Work instructions -
(A) List each Python version that the Versions field of the urllib2 bug report names.
(B) Reproduce the urllib2 bug report word for word from "auth = urllib2.ProxyDigestAuthHandler(MyHTTPPasswordMgr())" to "urllib2.install_opener(opener)".

Selected passage -
This issue tracker has been migrated to GitHub, and is currently read-only.
For more information, see the GitHub FAQs in the Python's Developer Guide.

classification
Title: urllib2 failing with squid proxy and digest authentication
Type: behavior Stage: patch review
Components: Library (Lib) Versions: Python 3.6, Python 3.4, Python 3.5, Python 2.7
process
Status: open Resolution:
Dependencies: Superseder:
Assigned To: orsenthil Nosy List: alexwe, martin.panter, orsenthil, toobaz
Priority: normal Keywords: patch

Created on 2012-09-30 16:41 by toobaz, last changed 2022-04-11 14:57 by admin.

Files
File name Uploaded Description Edit
proxy-digest.patch martin.panter, 2015-06-21 07:40 review
Messages (6)
msg171650 - (view) Author: Pietro Battiston (toobaz) Date: 2012-09-30 16:41
If you run the following code:

#! /usr/bin/python
import urllib2

MyHTTPPasswordMgr = urllib2.HTTPPasswordMgr
proxy = urllib2.ProxyHandler({'http': 'http://proxybiblio2.si.unimib.it:8080'})
auth = urllib2.ProxyDigestAuthHandler(MyHTTPPasswordMgr())
auth.add_password(None, "proxybiblio2.si.unimib.it", "a", "b" )
opener = urllib2.build_opener(proxy, auth, urllib2.HTTPHandler)
urllib2.install_opener(opener)
conn = urllib2.urlopen('http://webofknowledge.com')

an "HTTP Error 407: Proxy Authentication Required" is raised, and under the hood here's what's happening:
- the request is made without authentication
- the server replies it must be made with digest authentication, and gives the nonce
- the error is raised.

Data block -

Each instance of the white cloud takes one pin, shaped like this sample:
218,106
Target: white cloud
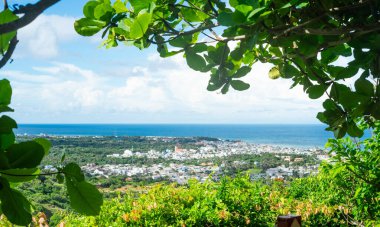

Worked answers -
(A) Python 3.6, Python 3.4, Python 3.5, Python 2.7

(B)
auth = urllib2.ProxyDigestAuthHandler(MyHTTPPasswordMgr())
auth.add_password(None, "proxybiblio2.si.unimib.it", "a", "b" )
opener = urllib2.build_opener(proxy, auth, urllib2.HTTPHandler)
urllib2.install_opener(opener)